** Excerpted text **
AM: I don't know which Dyke March Collective member said that. If they did, they were wrong because it just isn't part of our policy. It never has been. If that occurred, it was an error. It was a very emotional issue. To my knowledge it was the agitation, not the flag that was creating the issue.

WCT: So, you are saying that, if the women had minded their own business, enjoyed the rally and not engaged others, that would have been fine?

AM: Right. We're not there to resolve the political issues of the world. Laurel could have approached Dyke March at any point prior to the march and requested to make a statement but she used the occasion as a representative of A Wider Bridge to inject herself into a space and then ferment dissention.

WCT: You think that was her intention?

AM: Without a doubt because the media and social media outrage was almost instantaneous and we got hit from every possible site and angle. I have never seen any member of the Collective make anti-Semitic statements. We're anti-Zionism and people are conflating that into being anti-Semitic. They're saying that we acted against Jewish queer women and it's just a complete falsehood. Anyone who interprets our political positions as anti-Semitic is profoundly wrong. They're misinformed. There's nothing in our history that indicates that.

WCT: Was this the first year that the anti-Zionist stance was so up front? If so, what prompted that decision?

AM: No. We've always stood for liberation movements of what we perceive as oppressed peoples. We never frame stuff in terms of religion. What we stand against is oppressive governments be they in Israel, El Salvador, Nicaragua; if people are struggling for their freedom, we try to show support in the context of the small organization that we are. The State of Israel is not endangered by anything we have to say at Dyke March and neither was Laurel. Nobody attacked her.

** Information supplied **
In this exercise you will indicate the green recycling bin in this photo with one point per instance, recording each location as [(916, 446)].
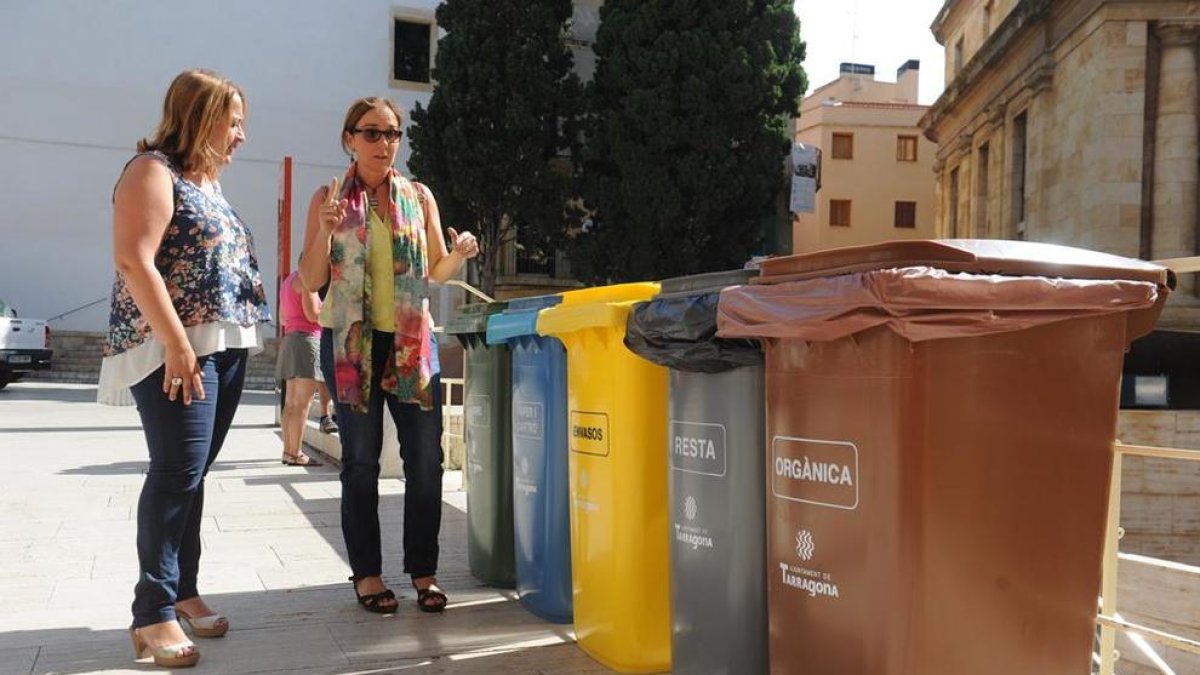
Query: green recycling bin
[(487, 407)]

** Task requirements **
1. List every country the interview excerpt names.
2. Repeat everything in the interview excerpt from "WCT: You think" down to "that indicates that.".

** Answers below **
1. Israel, El Salvador, Nicaragua

2.
WCT: You think that was her intention?

AM: Without a doubt because the media and social media outrage was almost instantaneous and we got hit from every possible site and angle. I have never seen any member of the Collective make anti-Semitic statements. We're anti-Zionism and people are conflating that into being anti-Semitic. They're saying that we acted against Jewish queer women and it's just a complete falsehood. Anyone who interprets our political positions as anti-Semitic is profoundly wrong. They're misinformed. There's nothing in our history that indicates that.